> _Atividade_
Escreva a continuação do texto sobre a dor musculoesquelética em profissionais da Atenção Primária à Saúde durante a pandemia, começando logo após a última frase.

> _Texto_
★ ★ ★ ★ ★

2. As demandas de trabalho na pandemia contribuíram para as queixas físicas.

3. As regiões mais referidas: ombros, parte superior das costas e pescoço.

INTRODUÇÃO

Os distúrbios musculoesqueléticos vêm se consolidando como um problema importante na saúde pública e são responsáveis pelas elevadas proporções de lesões relacionadas ao trabalho1. A Dor Musculoesquelética (DME) é um sintoma comum dos distúrbios musculoesqueléticos, com uma alta prevalência entre os profissionais de saúde2.

Os sintomas de doenças físicas e mentais como o estresse e a dor estão entre as principais queixas dos profissionais de saúde em diversos estudos nacionais e internacionais2-6, previamente e durante a pandemia, elevando as taxas de absenteísmo e o afastamento do trabalho. Isso destaca a necessidade de um olhar mais atento para a saúde dos profissionais inseridos no processo de cuidar.

Sabe-se que, durante a pandemia, foi necessário a reorganização dos serviços de saúde e do processo de trabalho, com notável aumento na sobrecarga física e mental destes profissionais. Tais fatores favoreceram o surgimento da dor, como foi evidenciado em um estudo com os profissionais de saúde da área hospitalar7.

Já as unidades de Atenção Primária à Saúde (APS) são ambientes permeados de estressores que propiciam um desgaste físico e emocional, sobretudo, durante a pandemia da Doença do Coronavírus 2019 (COVID-19)8. Nesse sentido, entende-se que, além da assistência prestada na APS, os profissionais tiveram que lidar com o aumento da demanda de serviço, somados a um espaço físico inadequado, a sobrecarga de trabalho e a insegurança, aumentando os estressores no ambiente laboral, o que favoreceu a dor1.

Ao considerar que a APS possui um papel importante na efetivação do acesso integral à saúde da população, é fundamental conhecer a realidade dos profissionais que atuam nesse cuidado. Sabe-se que a dor associada às condições de trabalho tem afetado a saúde do profissional, e que a mesma pode ser prevenida e tratada precocemente. Se torna essencial à identificação dos fatores que contribuem para o seu surgimento, de forma a evitar maiores agravos para a saúde do trabalhador, sendo este um diferencial desta pesquisa. Diante do exposto, este estudo objetiva analisar a DME em profissionais de saúde na APS e sua vivência durante a pandemia da COVID-19.

★ ★ ★ ★ ★

> _Dados fornecidos_

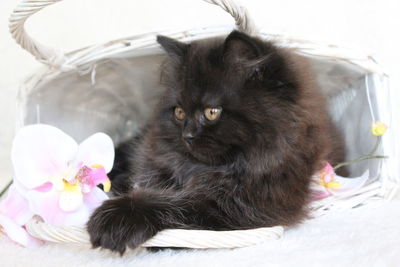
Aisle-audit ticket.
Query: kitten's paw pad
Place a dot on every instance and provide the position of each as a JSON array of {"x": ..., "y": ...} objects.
[{"x": 115, "y": 225}]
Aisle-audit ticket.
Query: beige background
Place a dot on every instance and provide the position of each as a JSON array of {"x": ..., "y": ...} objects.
[{"x": 369, "y": 25}]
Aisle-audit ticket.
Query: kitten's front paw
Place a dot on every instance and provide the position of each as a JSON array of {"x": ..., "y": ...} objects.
[{"x": 115, "y": 225}]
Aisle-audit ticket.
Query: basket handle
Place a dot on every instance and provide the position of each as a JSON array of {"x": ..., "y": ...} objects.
[{"x": 55, "y": 57}]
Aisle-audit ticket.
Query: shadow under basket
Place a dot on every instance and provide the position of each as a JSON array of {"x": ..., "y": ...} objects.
[{"x": 114, "y": 87}]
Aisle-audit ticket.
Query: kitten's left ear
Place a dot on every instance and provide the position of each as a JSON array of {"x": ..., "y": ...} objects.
[
  {"x": 240, "y": 47},
  {"x": 174, "y": 48}
]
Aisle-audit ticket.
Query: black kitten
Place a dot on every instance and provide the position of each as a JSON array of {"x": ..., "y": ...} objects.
[{"x": 233, "y": 145}]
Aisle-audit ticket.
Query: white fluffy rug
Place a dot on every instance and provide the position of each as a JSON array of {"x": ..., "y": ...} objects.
[{"x": 367, "y": 236}]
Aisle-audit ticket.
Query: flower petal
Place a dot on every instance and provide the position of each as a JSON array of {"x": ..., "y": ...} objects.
[
  {"x": 15, "y": 207},
  {"x": 70, "y": 201},
  {"x": 95, "y": 198},
  {"x": 97, "y": 149},
  {"x": 17, "y": 233},
  {"x": 39, "y": 152},
  {"x": 46, "y": 205}
]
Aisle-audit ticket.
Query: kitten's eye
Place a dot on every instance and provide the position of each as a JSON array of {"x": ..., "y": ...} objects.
[
  {"x": 212, "y": 113},
  {"x": 179, "y": 114}
]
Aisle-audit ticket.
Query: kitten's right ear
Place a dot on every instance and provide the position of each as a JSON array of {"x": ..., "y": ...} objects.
[{"x": 174, "y": 48}]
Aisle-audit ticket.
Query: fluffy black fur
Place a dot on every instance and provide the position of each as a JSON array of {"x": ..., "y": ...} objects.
[{"x": 249, "y": 168}]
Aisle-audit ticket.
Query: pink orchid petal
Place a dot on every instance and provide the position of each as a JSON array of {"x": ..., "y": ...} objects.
[
  {"x": 17, "y": 233},
  {"x": 97, "y": 149},
  {"x": 350, "y": 184},
  {"x": 70, "y": 201},
  {"x": 46, "y": 187},
  {"x": 46, "y": 205},
  {"x": 15, "y": 207},
  {"x": 39, "y": 152},
  {"x": 95, "y": 198}
]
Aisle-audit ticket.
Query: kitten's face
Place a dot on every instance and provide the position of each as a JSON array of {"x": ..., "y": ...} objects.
[{"x": 214, "y": 106}]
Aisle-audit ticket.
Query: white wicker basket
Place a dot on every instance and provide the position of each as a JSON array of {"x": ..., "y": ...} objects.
[{"x": 130, "y": 67}]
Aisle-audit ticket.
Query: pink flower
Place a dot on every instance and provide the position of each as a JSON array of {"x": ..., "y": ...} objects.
[
  {"x": 55, "y": 178},
  {"x": 326, "y": 183}
]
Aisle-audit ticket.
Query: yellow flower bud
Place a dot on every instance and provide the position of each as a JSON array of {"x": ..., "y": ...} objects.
[{"x": 378, "y": 128}]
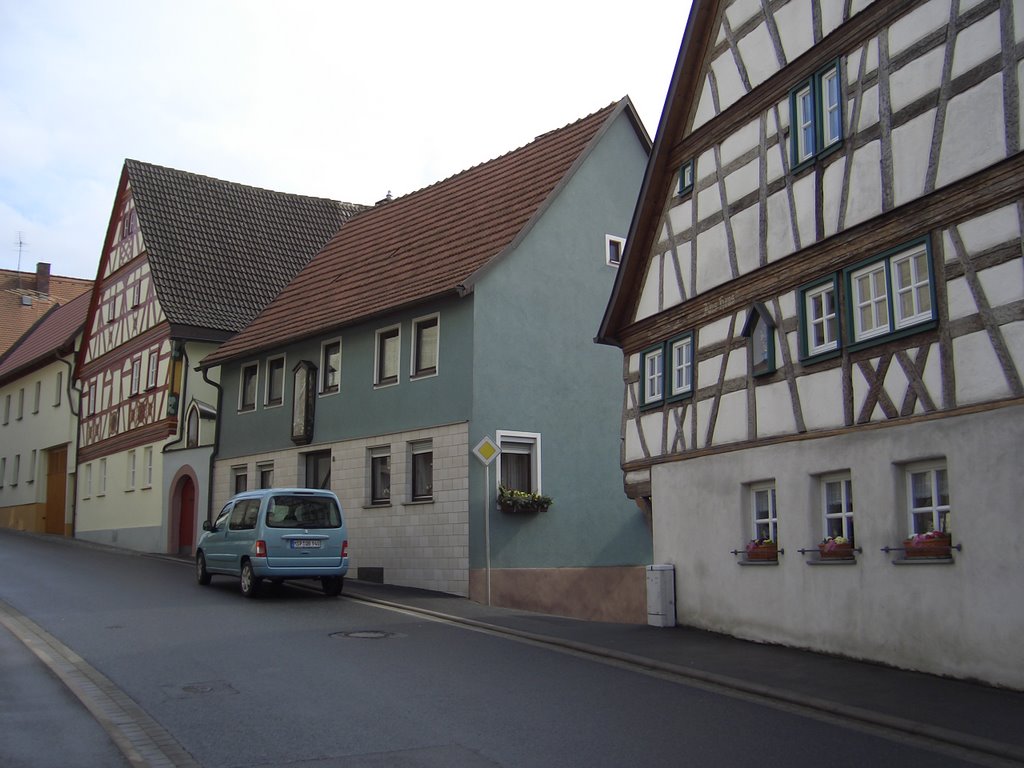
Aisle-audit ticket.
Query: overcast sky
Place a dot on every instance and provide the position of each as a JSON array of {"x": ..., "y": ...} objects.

★ ★ ★ ★ ★

> _Resposta_
MÉTODO

Trata-se de um estudo de métodos mistos do tipo explanatório sequencial, que associou dados de uma etapa quantitativa, seguida de uma etapa qualitativa. Este estudo permitiu que as evidências qualitativas fossem usadas para o aprofundamento e a explicação dos achados quantitativos9. O peso maior foi atribuído à análise quantitativa (estudo transversal correlacional) e menor à qualitativa (estudo qualitativo descritivo).

O estudo foi desenvolvido na APS de um município do sul do Brasil, este possui quatro Unidades Básicas de Saúde e 18 Estratégias Saúde da Família, todas participaram do estudo. O público-alvo foi composto por 162 profissionais de saúde que atuavam na APS: médicos, enfermeiros, técnicos em Enfermagem, nutricionistas e profissionais da Odontologia. Porém, 50 participaram, representando 32,4% do universo total proposto. Como se tratava de uma população viável ao desenho do estudo, optou-se por trabalhar com toda a população elegível, tendo como parâmetro de amostragem a taxa de resposta.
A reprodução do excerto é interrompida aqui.